Scopo dell'esercizio.
Per favore, modifica tutti i record sostituendo ogni "Target" con "Label" e riscrivili lasciando invariato tutto il resto.
###
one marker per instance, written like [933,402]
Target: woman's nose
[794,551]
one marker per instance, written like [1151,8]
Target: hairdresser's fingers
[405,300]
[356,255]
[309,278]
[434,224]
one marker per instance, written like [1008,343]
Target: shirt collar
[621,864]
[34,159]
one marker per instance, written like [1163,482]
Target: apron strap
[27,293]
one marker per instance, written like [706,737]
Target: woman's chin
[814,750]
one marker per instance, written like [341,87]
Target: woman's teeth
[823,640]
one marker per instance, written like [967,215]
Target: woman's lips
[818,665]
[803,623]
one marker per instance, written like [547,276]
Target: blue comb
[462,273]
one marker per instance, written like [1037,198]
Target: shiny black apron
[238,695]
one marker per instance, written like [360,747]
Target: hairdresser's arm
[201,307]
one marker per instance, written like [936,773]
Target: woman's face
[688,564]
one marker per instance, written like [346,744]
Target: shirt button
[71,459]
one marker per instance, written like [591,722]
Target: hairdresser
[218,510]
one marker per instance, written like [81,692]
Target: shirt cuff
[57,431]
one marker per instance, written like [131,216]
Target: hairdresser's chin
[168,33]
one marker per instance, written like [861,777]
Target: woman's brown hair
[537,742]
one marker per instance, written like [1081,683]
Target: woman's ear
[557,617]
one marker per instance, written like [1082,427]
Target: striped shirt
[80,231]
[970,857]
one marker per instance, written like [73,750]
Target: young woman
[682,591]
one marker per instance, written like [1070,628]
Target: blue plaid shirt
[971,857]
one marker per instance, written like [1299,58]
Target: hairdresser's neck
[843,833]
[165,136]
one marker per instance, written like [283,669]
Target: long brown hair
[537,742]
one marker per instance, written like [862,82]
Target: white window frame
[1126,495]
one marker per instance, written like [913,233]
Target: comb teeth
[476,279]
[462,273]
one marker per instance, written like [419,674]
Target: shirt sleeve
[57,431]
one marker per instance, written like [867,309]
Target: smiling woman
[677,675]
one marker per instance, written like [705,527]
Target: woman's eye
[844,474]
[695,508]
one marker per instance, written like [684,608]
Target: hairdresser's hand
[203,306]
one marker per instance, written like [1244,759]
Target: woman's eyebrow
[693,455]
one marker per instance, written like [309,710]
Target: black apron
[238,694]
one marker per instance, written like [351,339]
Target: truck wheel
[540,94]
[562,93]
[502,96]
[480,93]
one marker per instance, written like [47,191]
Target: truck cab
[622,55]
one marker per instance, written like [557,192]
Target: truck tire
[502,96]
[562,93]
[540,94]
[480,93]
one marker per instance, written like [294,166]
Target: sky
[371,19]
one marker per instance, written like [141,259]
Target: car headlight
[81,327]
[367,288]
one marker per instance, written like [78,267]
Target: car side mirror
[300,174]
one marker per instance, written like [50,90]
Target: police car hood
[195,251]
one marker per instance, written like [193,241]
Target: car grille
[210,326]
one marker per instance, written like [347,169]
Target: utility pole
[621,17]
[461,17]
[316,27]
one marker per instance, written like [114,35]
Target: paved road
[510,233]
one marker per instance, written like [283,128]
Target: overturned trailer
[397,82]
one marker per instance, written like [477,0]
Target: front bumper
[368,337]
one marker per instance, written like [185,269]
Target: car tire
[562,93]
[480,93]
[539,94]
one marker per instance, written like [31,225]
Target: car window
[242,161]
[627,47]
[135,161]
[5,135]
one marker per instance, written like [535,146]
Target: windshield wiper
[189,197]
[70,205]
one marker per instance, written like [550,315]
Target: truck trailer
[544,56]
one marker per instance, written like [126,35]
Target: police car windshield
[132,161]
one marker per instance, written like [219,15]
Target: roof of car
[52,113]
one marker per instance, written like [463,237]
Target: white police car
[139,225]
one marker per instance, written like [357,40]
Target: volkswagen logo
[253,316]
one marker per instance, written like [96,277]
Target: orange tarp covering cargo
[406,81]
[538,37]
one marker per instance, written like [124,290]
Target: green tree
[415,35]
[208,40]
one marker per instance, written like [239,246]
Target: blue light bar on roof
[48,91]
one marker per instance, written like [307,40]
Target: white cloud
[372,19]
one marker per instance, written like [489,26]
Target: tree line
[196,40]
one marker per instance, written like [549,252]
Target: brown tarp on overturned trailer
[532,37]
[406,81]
###
La risposta.
one marker per instance, written like [933,402]
Label: woman's nose
[794,551]
one marker per instance, written like [1151,8]
Label: hairdresser's fingers
[405,300]
[356,255]
[309,278]
[434,224]
one marker per instance, written like [1008,343]
Label: shirt collar
[621,864]
[34,159]
one marker per instance, written like [1163,482]
Label: apron strap
[27,293]
one marker per instance, written like [706,737]
Label: woman's chin
[814,750]
one marker per instance, written like [341,87]
Label: woman's teeth
[823,640]
one marker per instance, written like [967,215]
Label: woman's lips
[818,665]
[803,623]
one marker per instance, written like [547,276]
Label: blue comb
[462,273]
one marker per instance, written like [1037,198]
Label: shiny black apron
[238,695]
one marker per instance, written like [360,747]
Label: hairdresser's arm
[201,307]
one marker per instance, written like [936,773]
Label: woman's face
[688,564]
one marker per instance, written like [346,744]
Label: shirt button
[71,459]
one marker per instance, written like [591,722]
Label: hairdresser
[218,510]
one marker per instance, written like [81,692]
Label: shirt cuff
[57,431]
one marker per instance, written like [131,216]
Label: hairdresser's chin
[168,33]
one marker per instance, written like [861,777]
Label: woman's brown hair
[537,742]
one marker per instance, written like [1081,683]
Label: woman's ear
[557,617]
one marker per instance, written like [1082,427]
Label: striped shirt
[80,231]
[970,857]
one marker per instance, written like [73,750]
Label: young woman
[682,591]
one marker per instance, written like [1070,628]
Label: blue plaid shirt
[971,857]
one marker per instance, written like [1299,58]
Label: hairdresser's neck
[843,833]
[165,136]
one marker per instance, written like [283,669]
Label: long brown hair
[537,742]
one marker per instance, written like [862,82]
Label: white window frame
[1126,495]
one marker per instance, written like [913,233]
Label: comb teeth
[476,279]
[462,273]
one marker per instance, written like [419,674]
Label: shirt sleeve
[57,431]
one marker per instance, written like [867,309]
Label: smiling woman
[677,675]
one marker per instance, written like [705,527]
Label: woman's eye
[844,474]
[695,508]
one marker per instance, written like [684,608]
Label: hairdresser's hand
[203,306]
one marker per instance, written like [1244,759]
Label: woman's eyebrow
[693,455]
one marker per instance, written like [309,710]
Label: black apron
[238,694]
one marker per instance, written like [351,339]
Label: truck wheel
[540,94]
[562,93]
[502,96]
[480,93]
one marker per instance, written like [47,191]
Label: truck cab
[622,55]
one marker per instance, written like [557,192]
Label: truck tire
[502,96]
[562,93]
[540,94]
[480,93]
one marker per instance, written like [294,166]
Label: sky
[371,19]
one marker per instance, written like [141,259]
Label: car headlight
[81,327]
[367,288]
one marker per instance, written like [78,267]
Label: car side mirror
[300,174]
one marker per instance, written like [50,90]
Label: police car hood
[195,251]
one marker per instance, written like [193,241]
Label: car grille
[210,326]
one marker per instance, written like [347,169]
Label: utility pole
[621,17]
[461,17]
[316,27]
one marker per instance, written like [114,35]
Label: paved road
[510,233]
one marker per instance, written like [283,128]
Label: overturned trailer
[397,82]
one marker per instance, written like [477,0]
Label: front bumper
[368,337]
one marker per instance, written like [185,269]
Label: car tire
[562,93]
[480,93]
[539,94]
one marker per instance, written like [31,225]
Label: car window
[242,161]
[627,47]
[135,161]
[5,135]
one marker per instance, written like [535,146]
Label: windshield wiper
[189,197]
[70,205]
one marker per instance, written like [550,315]
Label: truck trailer
[544,56]
one marker per instance, written like [126,35]
Label: police car windshield
[132,161]
one marker per instance, written like [219,15]
Label: roof of car
[52,113]
one marker per instance, written like [463,237]
Label: white police car
[139,225]
one marker per instance, written like [357,40]
Label: volkswagen logo
[253,316]
one marker per instance, written like [96,277]
Label: orange tarp covering cargo
[406,81]
[538,37]
one marker per instance, written like [124,290]
Label: green tree
[415,35]
[208,40]
one marker per instance, written like [239,246]
Label: blue light bar on roof
[48,91]
one marker per instance, written like [307,40]
Label: white cloud
[372,19]
one marker per instance, written like [489,26]
Label: tree line
[196,40]
one marker per instance, written like [549,252]
Label: brown tarp on overturned trailer
[532,37]
[406,81]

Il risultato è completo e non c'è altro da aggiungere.